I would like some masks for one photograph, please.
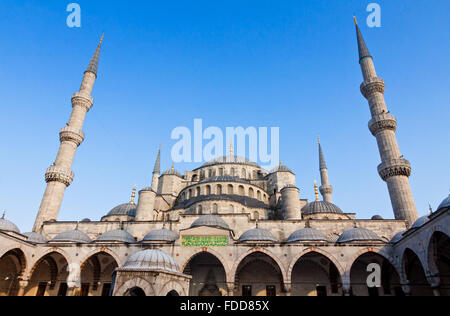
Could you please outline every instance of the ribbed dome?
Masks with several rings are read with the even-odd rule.
[[[153,242],[174,242],[178,239],[178,235],[168,229],[157,229],[154,231],[151,231],[147,236],[144,237],[142,240],[143,242],[146,241],[153,241]]]
[[[136,242],[134,237],[124,230],[110,230],[97,238],[96,242],[123,242],[133,244]]]
[[[277,166],[277,167],[273,168],[272,170],[270,170],[270,173],[275,173],[275,172],[290,172],[290,173],[293,173],[291,169],[289,169],[288,167],[283,166],[283,165]]]
[[[24,236],[27,236],[27,241],[34,243],[34,244],[46,244],[48,242],[47,238],[45,238],[43,235],[30,232],[30,233],[24,233]]]
[[[314,201],[306,204],[306,206],[302,208],[303,215],[320,213],[342,214],[343,212],[336,205],[325,201]]]
[[[341,244],[352,241],[381,241],[381,238],[366,228],[353,228],[344,232],[339,237],[337,243]]]
[[[128,216],[136,216],[136,204],[134,203],[125,203],[120,204],[113,208],[106,216],[121,216],[121,215],[128,215]]]
[[[266,229],[254,228],[246,231],[239,238],[240,242],[245,241],[268,241],[268,242],[278,242],[278,240]]]
[[[442,201],[441,204],[439,204],[439,207],[437,208],[438,211],[450,207],[450,195],[444,200]]]
[[[69,230],[56,235],[51,241],[53,242],[76,242],[76,243],[90,243],[91,238],[79,230]]]
[[[406,231],[404,230],[404,231],[402,231],[402,232],[399,232],[399,233],[397,233],[394,237],[392,237],[392,239],[391,239],[391,241],[389,242],[390,244],[396,244],[396,243],[398,243],[402,238],[403,238],[403,234],[405,233]]]
[[[124,264],[124,270],[162,270],[179,272],[175,260],[161,250],[144,250],[132,255]]]
[[[205,180],[200,181],[199,183],[208,183],[208,182],[240,182],[240,183],[249,183],[249,181],[232,176],[218,176],[211,177]]]
[[[259,167],[257,163],[250,161],[247,158],[238,157],[234,155],[215,158],[203,164],[202,167],[214,166],[219,164],[239,164],[239,165],[249,165],[253,167]]]
[[[172,175],[182,178],[183,176],[175,168],[170,168],[163,172],[163,175]]]
[[[191,228],[201,226],[217,227],[230,230],[228,224],[225,223],[225,221],[222,218],[216,215],[203,215],[199,217],[195,222],[192,223]]]
[[[299,241],[328,241],[328,238],[317,229],[303,228],[293,232],[287,240],[288,243]]]
[[[17,227],[16,224],[14,224],[13,222],[4,219],[3,217],[0,218],[0,231],[1,230],[5,232],[13,232],[20,234],[19,227]]]
[[[426,223],[428,223],[430,221],[428,215],[422,216],[421,218],[419,218],[417,221],[414,222],[414,224],[411,226],[411,228],[420,228],[423,225],[425,225]]]
[[[372,220],[373,221],[381,221],[381,220],[383,220],[383,217],[381,215],[375,215],[375,216],[372,216]]]
[[[285,185],[285,186],[281,189],[281,191],[283,191],[283,190],[285,190],[285,189],[297,189],[297,190],[298,190],[298,188],[297,188],[295,185],[293,185],[293,184]]]

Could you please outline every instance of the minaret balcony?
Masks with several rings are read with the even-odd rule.
[[[379,114],[369,121],[369,130],[373,136],[376,136],[378,132],[386,129],[394,132],[397,130],[397,120],[392,114]]]
[[[395,176],[409,177],[411,164],[403,158],[387,160],[378,166],[378,173],[384,181]]]
[[[89,110],[92,109],[93,105],[94,105],[94,98],[92,98],[90,95],[86,93],[75,92],[72,95],[72,107],[83,106],[86,108],[86,111],[89,112]]]
[[[72,126],[65,126],[61,128],[61,131],[59,132],[59,140],[61,142],[74,142],[77,146],[80,146],[84,140],[84,133]]]
[[[66,186],[72,184],[74,173],[71,170],[67,170],[57,166],[51,166],[45,172],[45,182],[61,182]]]
[[[384,94],[386,85],[384,80],[378,77],[369,78],[361,84],[361,93],[368,99],[375,92]]]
◆ ◆ ◆ ◆ ◆ ◆ ◆
INSTRUCTIONS TO FOLLOW
Every entry must be written out exactly, with all pictures left out.

SOLUTION TO THIS PROBLEM
I would like some masks for one photograph, please.
Could you please outline every instance of the ribbed dome?
Masks with several rings are read with the even-odd rule.
[[[153,242],[174,242],[178,239],[178,235],[168,229],[157,229],[154,231],[151,231],[147,236],[144,237],[142,240],[143,242],[146,241],[153,241]]]
[[[136,242],[134,237],[124,230],[110,230],[97,238],[96,242],[123,242],[133,244]]]
[[[277,166],[277,167],[273,168],[272,170],[270,170],[270,173],[275,173],[275,172],[290,172],[290,173],[293,173],[291,169],[289,169],[288,167],[283,166],[283,165]]]
[[[24,236],[27,236],[27,241],[34,243],[34,244],[46,244],[48,242],[47,238],[45,238],[43,235],[30,232],[30,233],[24,233]]]
[[[314,201],[306,204],[306,206],[302,208],[303,215],[320,213],[342,214],[343,212],[336,205],[325,201]]]
[[[341,244],[352,241],[381,241],[381,238],[366,228],[353,228],[344,232],[339,237],[337,243]]]
[[[128,216],[136,216],[136,204],[134,203],[125,203],[120,204],[113,208],[106,216],[121,216],[121,215],[128,215]]]
[[[266,229],[254,228],[246,231],[239,238],[240,242],[245,241],[268,241],[268,242],[278,242],[278,240]]]
[[[442,201],[441,204],[439,204],[439,207],[437,208],[438,211],[450,207],[450,195],[444,200]]]
[[[69,230],[56,235],[51,241],[53,242],[76,242],[76,243],[90,243],[91,238],[79,230]]]
[[[406,231],[404,230],[404,231],[402,231],[402,232],[399,232],[399,233],[397,233],[394,237],[392,237],[392,239],[391,239],[391,241],[389,242],[390,244],[396,244],[396,243],[398,243],[402,238],[403,238],[403,234],[405,233]]]
[[[124,264],[124,270],[162,270],[179,272],[175,260],[161,250],[144,250],[132,255]]]
[[[205,180],[200,181],[199,183],[208,183],[208,182],[240,182],[240,183],[249,183],[249,181],[232,176],[218,176],[211,177]]]
[[[259,167],[257,163],[250,161],[247,158],[238,157],[234,155],[215,158],[203,164],[202,167],[214,166],[219,164],[239,164],[239,165],[249,165],[253,167]]]
[[[172,175],[182,178],[183,176],[175,168],[170,168],[163,172],[163,175]]]
[[[191,228],[201,226],[217,227],[230,230],[228,224],[225,223],[225,221],[222,218],[216,215],[203,215],[199,217],[195,222],[192,223]]]
[[[299,241],[328,241],[328,238],[317,229],[303,228],[293,232],[287,240],[288,243]]]
[[[17,227],[16,224],[14,224],[13,222],[4,219],[3,217],[0,218],[0,231],[1,230],[5,232],[13,232],[20,234],[19,227]]]
[[[426,223],[428,223],[430,221],[428,215],[422,216],[421,218],[419,218],[417,221],[414,222],[414,224],[411,226],[411,228],[420,228],[423,225],[425,225]]]
[[[372,220],[373,221],[381,221],[381,220],[383,220],[383,217],[381,215],[375,215],[375,216],[372,216]]]
[[[285,185],[285,186],[281,189],[281,191],[283,191],[283,190],[285,190],[285,189],[297,189],[297,190],[298,190],[298,188],[297,188],[295,185],[293,185],[293,184]]]

Could you please outline every instance of the minaret balcony?
Masks with several rings are read with the even-odd rule.
[[[379,114],[369,121],[369,130],[373,136],[376,136],[378,132],[386,129],[394,132],[397,130],[397,120],[392,114]]]
[[[395,176],[409,177],[411,164],[403,158],[387,160],[378,166],[378,173],[384,181]]]
[[[89,110],[92,109],[93,105],[94,105],[94,98],[92,98],[90,95],[86,93],[75,92],[72,95],[72,107],[83,106],[86,108],[86,111],[89,112]]]
[[[72,126],[65,126],[61,128],[61,131],[59,132],[59,140],[61,142],[74,142],[77,146],[80,146],[84,140],[84,133]]]
[[[66,186],[72,184],[74,173],[71,170],[67,170],[57,166],[51,166],[45,172],[45,182],[61,182]]]
[[[384,94],[386,85],[384,80],[378,77],[369,78],[361,84],[361,93],[368,99],[375,92]]]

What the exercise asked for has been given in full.